## [EXERCISE]
Identify every line in the data below that contains the string "straw", and copy each of those lines. Letter case counts.

(Collected data)
--- BEGIN ---

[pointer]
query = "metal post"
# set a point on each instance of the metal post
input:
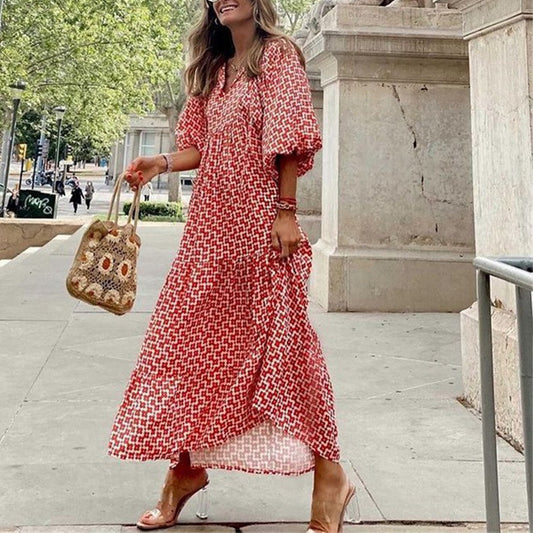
(5, 148)
(490, 458)
(525, 347)
(39, 159)
(23, 161)
(115, 163)
(60, 122)
(16, 103)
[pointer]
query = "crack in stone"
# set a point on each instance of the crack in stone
(402, 110)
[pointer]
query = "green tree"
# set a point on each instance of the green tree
(99, 58)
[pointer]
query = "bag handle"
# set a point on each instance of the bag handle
(115, 203)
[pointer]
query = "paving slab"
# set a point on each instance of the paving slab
(71, 529)
(413, 451)
(382, 528)
(413, 428)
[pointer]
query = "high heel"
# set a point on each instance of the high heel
(178, 506)
(328, 517)
(203, 504)
(353, 511)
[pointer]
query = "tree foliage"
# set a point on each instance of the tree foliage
(102, 59)
(99, 58)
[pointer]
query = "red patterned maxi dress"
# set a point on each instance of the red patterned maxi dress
(230, 369)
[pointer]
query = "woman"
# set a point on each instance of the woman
(75, 197)
(89, 193)
(13, 202)
(146, 191)
(231, 373)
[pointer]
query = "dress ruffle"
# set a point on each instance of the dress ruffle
(235, 405)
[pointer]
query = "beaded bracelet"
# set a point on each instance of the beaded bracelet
(288, 200)
(285, 206)
(166, 157)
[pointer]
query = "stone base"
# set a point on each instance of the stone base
(17, 234)
(311, 225)
(391, 280)
(506, 368)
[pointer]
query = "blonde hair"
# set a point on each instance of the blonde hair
(210, 45)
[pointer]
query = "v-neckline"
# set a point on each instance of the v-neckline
(224, 75)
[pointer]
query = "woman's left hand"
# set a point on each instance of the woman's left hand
(286, 235)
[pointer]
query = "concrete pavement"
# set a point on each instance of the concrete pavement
(413, 450)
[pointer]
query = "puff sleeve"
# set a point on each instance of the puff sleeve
(289, 121)
(191, 129)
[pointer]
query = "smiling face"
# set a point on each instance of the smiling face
(233, 12)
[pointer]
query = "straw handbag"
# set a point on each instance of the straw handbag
(104, 271)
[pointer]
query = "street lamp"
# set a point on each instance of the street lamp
(16, 92)
(60, 113)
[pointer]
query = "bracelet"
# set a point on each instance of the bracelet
(287, 200)
(286, 206)
(166, 157)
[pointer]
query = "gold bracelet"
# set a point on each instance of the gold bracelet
(166, 157)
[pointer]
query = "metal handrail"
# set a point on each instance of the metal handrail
(519, 272)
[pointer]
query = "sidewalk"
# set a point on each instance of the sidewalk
(413, 450)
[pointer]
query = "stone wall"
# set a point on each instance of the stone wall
(397, 216)
(500, 38)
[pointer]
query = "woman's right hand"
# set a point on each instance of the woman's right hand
(142, 169)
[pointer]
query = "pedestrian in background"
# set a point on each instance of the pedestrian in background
(231, 374)
(75, 197)
(89, 193)
(13, 202)
(146, 191)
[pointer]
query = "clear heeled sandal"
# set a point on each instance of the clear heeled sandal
(202, 510)
(322, 520)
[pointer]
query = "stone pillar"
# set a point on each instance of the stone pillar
(397, 222)
(500, 39)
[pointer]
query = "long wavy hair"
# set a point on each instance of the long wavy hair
(211, 44)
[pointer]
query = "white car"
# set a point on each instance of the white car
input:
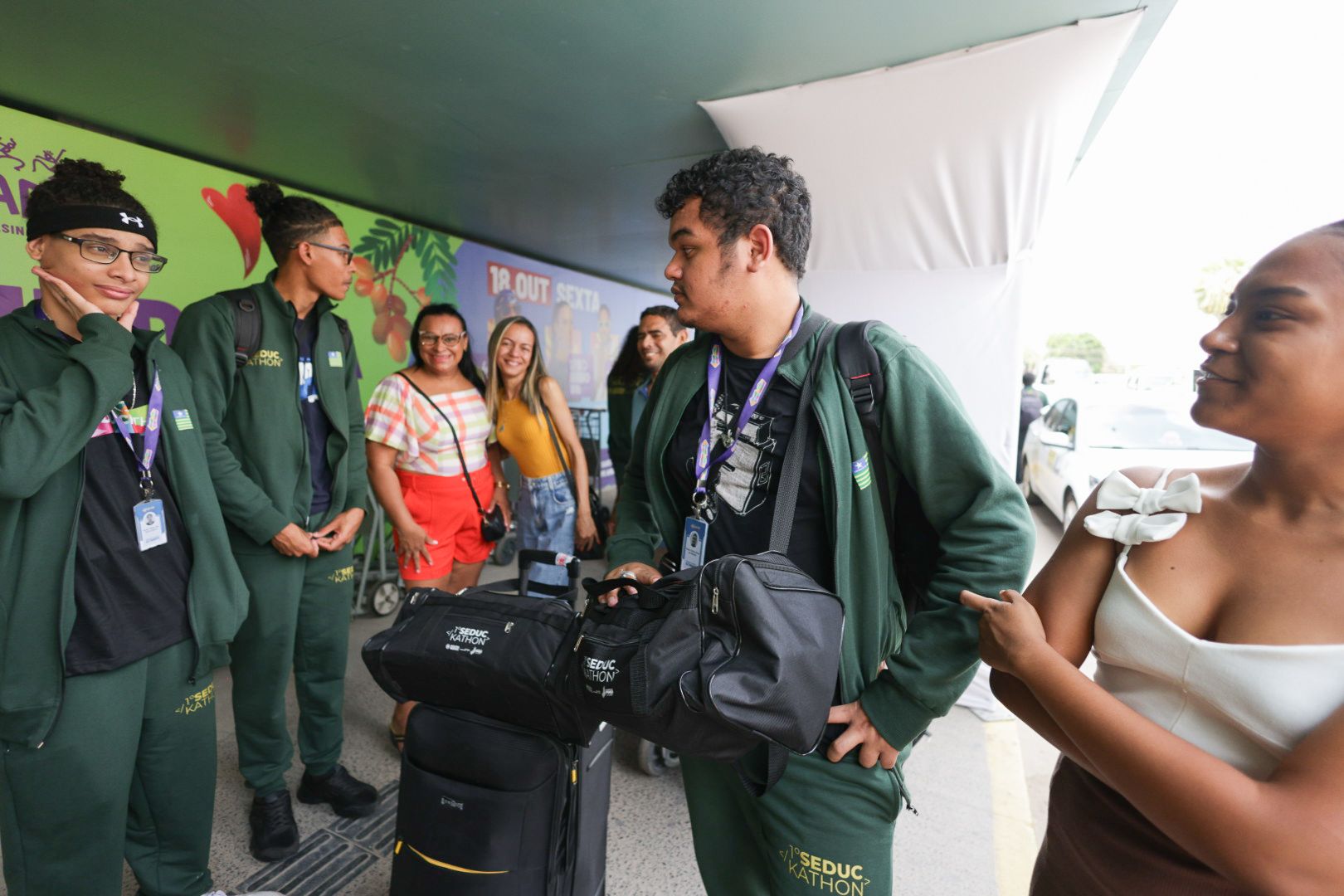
(1079, 441)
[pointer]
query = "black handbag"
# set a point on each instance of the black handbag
(717, 660)
(487, 649)
(492, 522)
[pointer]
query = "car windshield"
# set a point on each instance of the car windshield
(1137, 426)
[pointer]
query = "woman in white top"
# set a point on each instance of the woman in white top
(1209, 755)
(426, 430)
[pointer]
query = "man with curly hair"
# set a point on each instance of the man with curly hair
(739, 227)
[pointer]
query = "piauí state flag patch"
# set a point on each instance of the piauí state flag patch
(862, 472)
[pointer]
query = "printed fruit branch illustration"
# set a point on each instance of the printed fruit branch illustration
(379, 275)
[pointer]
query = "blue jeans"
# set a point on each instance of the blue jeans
(546, 516)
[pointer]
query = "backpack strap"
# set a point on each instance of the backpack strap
(246, 324)
(862, 371)
(347, 340)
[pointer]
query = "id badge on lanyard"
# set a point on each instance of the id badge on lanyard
(149, 514)
(695, 533)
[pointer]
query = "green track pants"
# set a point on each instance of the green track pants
(127, 772)
(297, 621)
(824, 828)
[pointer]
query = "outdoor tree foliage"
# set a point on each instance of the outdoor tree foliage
(1083, 345)
(1215, 285)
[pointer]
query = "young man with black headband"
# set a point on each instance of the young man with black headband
(713, 441)
(117, 589)
(290, 477)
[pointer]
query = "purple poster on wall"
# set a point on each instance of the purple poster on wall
(581, 320)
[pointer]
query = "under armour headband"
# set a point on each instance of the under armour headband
(71, 217)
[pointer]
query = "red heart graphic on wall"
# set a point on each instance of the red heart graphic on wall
(236, 212)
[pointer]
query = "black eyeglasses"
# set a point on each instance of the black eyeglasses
(446, 338)
(105, 254)
(347, 253)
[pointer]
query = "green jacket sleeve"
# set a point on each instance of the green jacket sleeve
(205, 342)
(357, 486)
(986, 540)
(46, 427)
(637, 535)
(619, 405)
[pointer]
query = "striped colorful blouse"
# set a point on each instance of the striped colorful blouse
(401, 418)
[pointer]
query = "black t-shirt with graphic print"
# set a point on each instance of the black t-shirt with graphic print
(743, 488)
(129, 603)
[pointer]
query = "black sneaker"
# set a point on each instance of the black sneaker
(348, 796)
(275, 832)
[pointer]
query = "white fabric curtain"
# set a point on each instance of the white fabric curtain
(929, 182)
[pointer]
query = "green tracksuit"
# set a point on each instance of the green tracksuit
(106, 765)
(300, 607)
(824, 818)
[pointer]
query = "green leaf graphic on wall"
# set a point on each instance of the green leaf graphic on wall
(386, 264)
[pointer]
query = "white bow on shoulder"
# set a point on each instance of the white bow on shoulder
(1120, 494)
(1135, 528)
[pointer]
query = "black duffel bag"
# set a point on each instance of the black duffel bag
(487, 650)
(717, 660)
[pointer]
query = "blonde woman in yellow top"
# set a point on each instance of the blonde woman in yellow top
(533, 423)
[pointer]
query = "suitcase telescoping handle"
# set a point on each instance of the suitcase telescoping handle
(527, 558)
(644, 596)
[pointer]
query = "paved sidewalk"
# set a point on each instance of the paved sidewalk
(979, 787)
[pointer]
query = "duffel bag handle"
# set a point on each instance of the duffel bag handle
(644, 596)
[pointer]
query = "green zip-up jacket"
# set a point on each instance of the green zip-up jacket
(624, 403)
(984, 531)
(52, 394)
(261, 464)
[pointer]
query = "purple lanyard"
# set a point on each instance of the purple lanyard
(145, 460)
(714, 373)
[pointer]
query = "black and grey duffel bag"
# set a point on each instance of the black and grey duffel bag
(487, 650)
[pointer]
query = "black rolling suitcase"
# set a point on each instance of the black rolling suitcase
(494, 809)
(491, 809)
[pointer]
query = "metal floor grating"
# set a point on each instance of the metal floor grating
(332, 857)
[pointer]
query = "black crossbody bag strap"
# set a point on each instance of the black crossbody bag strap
(559, 453)
(453, 430)
(791, 477)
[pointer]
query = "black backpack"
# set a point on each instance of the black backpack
(247, 325)
(906, 524)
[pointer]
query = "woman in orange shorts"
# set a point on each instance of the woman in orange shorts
(422, 480)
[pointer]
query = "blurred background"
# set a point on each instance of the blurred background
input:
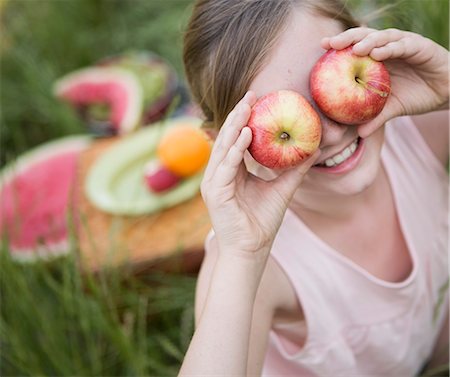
(57, 319)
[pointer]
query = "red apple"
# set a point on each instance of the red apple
(349, 89)
(158, 178)
(286, 129)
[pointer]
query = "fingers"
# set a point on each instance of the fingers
(346, 38)
(228, 169)
(378, 44)
(229, 133)
(287, 182)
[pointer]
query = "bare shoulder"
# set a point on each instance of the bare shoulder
(434, 128)
(275, 301)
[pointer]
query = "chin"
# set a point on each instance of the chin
(354, 182)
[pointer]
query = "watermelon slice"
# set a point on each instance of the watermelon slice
(158, 79)
(117, 88)
(37, 201)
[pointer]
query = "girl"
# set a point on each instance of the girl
(315, 270)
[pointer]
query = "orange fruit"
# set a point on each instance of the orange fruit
(184, 150)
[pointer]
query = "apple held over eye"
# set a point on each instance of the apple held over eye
(286, 129)
(349, 89)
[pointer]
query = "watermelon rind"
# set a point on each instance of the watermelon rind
(102, 75)
(116, 184)
(19, 166)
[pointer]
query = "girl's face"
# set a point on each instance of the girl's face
(288, 67)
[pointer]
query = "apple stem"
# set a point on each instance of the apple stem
(371, 88)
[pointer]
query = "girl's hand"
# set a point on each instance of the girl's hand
(245, 211)
(418, 68)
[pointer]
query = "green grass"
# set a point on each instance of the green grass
(57, 321)
(54, 319)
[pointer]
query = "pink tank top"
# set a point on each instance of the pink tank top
(357, 324)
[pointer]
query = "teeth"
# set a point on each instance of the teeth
(341, 157)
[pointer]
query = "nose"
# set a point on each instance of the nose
(332, 132)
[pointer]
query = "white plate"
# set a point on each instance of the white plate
(116, 184)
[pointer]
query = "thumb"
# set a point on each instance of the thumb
(287, 182)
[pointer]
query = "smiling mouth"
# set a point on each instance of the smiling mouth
(340, 157)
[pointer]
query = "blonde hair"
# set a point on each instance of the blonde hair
(227, 41)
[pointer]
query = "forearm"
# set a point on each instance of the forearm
(221, 341)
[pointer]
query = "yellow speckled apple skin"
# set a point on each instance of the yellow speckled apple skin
(349, 89)
(286, 129)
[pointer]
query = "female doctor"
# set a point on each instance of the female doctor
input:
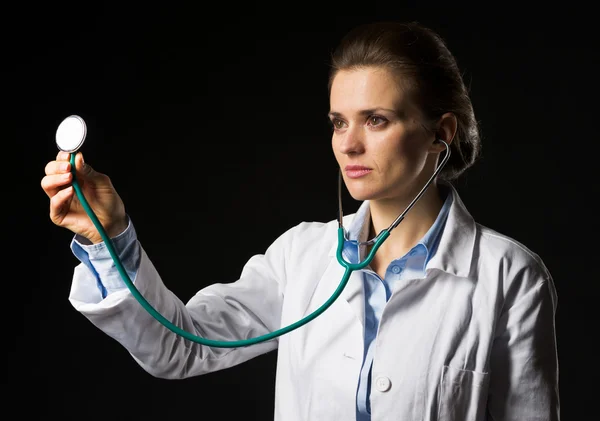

--- END ---

## [EXERCISE OUTPUT]
query = "straw handbag"
# set a point on each instance of the straw handbag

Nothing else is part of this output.